▶ Passage:
--- START ---

# Rear Hub Noise???



## Sam Jones (Feb 25, 2005)

We just took the ECDM out for a test ride before heading to AORTA and the late model White Industures disk rear hub is making noise that sounds something like a brake vibration (except that it didn't stop even after the brake was completely removed). It is not continuous but occasionally it will make the noise a few times then stop. There seems to be some drag accompanying the noise. It seems more likely to occur at medium speeds that at low speeds. (We don't do high speeds :>)

The wheel truns very smoothly and freely with the tire off the ground.

The intensity of the noise is variable and it MAY be started by hitting a bump (but not sure). It is usually an of then off noise at approximately the cycle of a wheel revolution (but not always). The frequency of the "Squak" seems to be the same as the frequency the spokes make when tapped.

I'm getting ready to tear the hub down but any advice would be welcome.


----------



## Okayfine (Sep 7, 2010)

Might be bearings despite how smooth the wheel seems to turn off the ground. Without the load of a tandem team, it may not present the issue.

--- END ---

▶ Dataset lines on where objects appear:
--- START ---

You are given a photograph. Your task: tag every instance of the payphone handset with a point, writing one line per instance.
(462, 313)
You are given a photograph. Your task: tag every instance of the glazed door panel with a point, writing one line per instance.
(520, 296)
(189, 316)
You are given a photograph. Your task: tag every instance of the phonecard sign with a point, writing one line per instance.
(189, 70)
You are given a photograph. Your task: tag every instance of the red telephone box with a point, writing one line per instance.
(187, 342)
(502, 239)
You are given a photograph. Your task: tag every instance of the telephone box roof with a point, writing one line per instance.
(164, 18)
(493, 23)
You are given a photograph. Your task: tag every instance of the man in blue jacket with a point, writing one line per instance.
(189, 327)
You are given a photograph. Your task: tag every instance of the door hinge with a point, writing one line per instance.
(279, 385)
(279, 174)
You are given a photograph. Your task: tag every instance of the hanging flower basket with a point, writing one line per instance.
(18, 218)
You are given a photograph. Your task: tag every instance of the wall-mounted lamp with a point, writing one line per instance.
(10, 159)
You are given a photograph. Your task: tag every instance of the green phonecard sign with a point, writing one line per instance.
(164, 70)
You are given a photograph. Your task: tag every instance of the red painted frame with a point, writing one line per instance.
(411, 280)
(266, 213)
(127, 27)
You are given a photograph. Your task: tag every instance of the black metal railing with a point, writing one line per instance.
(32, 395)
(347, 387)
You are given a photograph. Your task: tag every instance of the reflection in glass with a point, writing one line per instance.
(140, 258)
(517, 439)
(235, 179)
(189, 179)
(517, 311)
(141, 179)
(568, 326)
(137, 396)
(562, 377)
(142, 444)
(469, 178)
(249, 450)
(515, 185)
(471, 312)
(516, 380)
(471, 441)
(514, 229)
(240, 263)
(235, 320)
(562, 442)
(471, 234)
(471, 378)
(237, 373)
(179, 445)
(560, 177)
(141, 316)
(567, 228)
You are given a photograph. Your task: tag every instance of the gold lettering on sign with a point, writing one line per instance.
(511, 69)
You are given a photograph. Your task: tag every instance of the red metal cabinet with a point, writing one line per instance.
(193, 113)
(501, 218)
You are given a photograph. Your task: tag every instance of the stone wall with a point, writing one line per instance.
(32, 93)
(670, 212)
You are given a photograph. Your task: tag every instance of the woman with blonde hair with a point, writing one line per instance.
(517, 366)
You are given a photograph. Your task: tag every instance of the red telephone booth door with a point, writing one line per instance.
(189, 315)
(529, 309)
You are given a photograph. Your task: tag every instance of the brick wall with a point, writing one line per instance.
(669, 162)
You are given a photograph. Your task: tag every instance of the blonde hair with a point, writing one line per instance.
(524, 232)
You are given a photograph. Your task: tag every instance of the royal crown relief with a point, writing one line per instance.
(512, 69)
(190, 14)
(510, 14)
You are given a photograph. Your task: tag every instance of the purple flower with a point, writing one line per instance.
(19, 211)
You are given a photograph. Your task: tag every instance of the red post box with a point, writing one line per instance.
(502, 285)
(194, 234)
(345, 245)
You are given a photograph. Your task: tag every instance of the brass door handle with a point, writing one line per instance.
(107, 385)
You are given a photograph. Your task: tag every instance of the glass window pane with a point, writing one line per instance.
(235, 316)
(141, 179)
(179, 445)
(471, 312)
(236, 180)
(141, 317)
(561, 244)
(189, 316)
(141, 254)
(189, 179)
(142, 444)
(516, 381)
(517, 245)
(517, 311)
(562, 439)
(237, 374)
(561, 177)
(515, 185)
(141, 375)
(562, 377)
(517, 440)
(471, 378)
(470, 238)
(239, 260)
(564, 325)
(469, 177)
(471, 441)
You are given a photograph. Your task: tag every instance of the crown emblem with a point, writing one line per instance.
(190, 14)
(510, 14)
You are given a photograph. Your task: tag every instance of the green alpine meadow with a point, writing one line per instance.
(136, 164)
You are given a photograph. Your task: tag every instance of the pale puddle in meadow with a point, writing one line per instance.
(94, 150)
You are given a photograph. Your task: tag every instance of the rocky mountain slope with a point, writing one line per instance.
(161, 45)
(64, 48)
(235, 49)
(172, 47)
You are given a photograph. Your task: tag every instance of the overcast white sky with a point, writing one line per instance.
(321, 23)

--- END ---

▶ Short problem 1:
In the rear hub noise thread, what does the frequency of the noise seem to match?
▶ Short problem 2:
Rewrite the rear hub noise thread from "The intensity of" up to and including "(Sep 7, 2010)", swapping "spokes" for "rims".

▶ Exercise response 1:
The frequency the spokes make when tapped.

▶ Exercise response 2:
The intensity of the noise is variable and it MAY be started by hitting a bump (but not sure). It is usually an of then off noise at approximately the cycle of a wheel revolution (but not always). The frequency of the "Squak" seems to be the same as the frequency the rims make when tapped.

I'm getting ready to tear the hub down but any advice would be welcome.


----------



## Okayfine (Sep 7, 2010)